EXERCISE BRIEF — Copy the records starting at the line that contains "TARGET = door knob" and ending at the end of the records, switching "marker" for "pin" and leaving everything else unchanged.

DATASET ENTRIES —
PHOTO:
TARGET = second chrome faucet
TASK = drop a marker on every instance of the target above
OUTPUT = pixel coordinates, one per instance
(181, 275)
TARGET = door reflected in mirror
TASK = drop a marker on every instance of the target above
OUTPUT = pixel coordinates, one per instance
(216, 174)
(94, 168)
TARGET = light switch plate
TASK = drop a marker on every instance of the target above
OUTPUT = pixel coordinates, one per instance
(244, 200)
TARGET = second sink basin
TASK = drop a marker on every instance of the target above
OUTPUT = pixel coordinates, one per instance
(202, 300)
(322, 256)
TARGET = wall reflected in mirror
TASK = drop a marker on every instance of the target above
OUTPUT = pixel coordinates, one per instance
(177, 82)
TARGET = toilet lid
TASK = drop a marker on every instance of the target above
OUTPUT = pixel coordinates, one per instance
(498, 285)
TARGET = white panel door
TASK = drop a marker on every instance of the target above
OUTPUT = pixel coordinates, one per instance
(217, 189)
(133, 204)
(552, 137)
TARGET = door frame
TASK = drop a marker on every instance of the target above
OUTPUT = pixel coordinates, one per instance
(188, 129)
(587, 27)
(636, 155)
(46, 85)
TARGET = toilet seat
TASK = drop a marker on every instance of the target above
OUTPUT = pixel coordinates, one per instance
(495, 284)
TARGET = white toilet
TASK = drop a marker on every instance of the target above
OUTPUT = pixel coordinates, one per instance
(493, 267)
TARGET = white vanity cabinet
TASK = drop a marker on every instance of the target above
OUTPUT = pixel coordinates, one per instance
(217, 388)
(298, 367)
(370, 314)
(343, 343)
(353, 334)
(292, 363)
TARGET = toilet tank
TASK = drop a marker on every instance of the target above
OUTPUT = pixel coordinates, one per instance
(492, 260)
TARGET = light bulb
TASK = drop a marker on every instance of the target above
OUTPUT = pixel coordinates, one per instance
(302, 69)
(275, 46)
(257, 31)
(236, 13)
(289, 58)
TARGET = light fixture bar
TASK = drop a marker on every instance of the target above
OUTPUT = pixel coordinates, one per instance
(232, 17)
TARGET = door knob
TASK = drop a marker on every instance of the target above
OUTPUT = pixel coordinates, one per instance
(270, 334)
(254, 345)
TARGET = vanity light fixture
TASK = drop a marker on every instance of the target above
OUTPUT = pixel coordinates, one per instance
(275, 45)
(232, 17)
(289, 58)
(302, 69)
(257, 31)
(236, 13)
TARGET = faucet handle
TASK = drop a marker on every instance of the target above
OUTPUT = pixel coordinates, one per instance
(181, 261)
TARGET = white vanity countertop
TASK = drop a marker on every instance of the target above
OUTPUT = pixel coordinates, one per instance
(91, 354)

RESPONSE FOR THIS EXERCISE —
TARGET = door knob
TASK = drop a pin on every instance of the target above
OUTPUT = pixel coordinates, one per instance
(270, 334)
(254, 345)
TARGET = vanity light fixture
TASK = drop a pin on every instance of the target above
OUTPUT = pixel coordinates, one per instance
(275, 45)
(232, 17)
(289, 58)
(302, 69)
(257, 31)
(236, 13)
TARGET = faucet handle
TASK = drop a pin on every instance of the target above
OUTPUT = pixel coordinates, one per instance
(181, 261)
TARGET = white vanity countertop
TASK = drop a pin on every instance of the target above
OUTPUT = pixel coordinates, one per instance
(91, 354)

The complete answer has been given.